[TASK BRIEF]: Start to finish, reproduce the records below with nothing missing.

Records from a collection
----------------------------------------

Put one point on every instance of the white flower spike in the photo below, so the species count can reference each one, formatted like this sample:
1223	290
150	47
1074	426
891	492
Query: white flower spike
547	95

----------------------------------------

[SOLUTION TO THIS EXERCISE]:
Put one point on every instance of the white flower spike in the photo below, so the species count can reference each one, formatted like this sample:
1223	290
150	47
1074	426
891	492
Query: white flower spike
547	95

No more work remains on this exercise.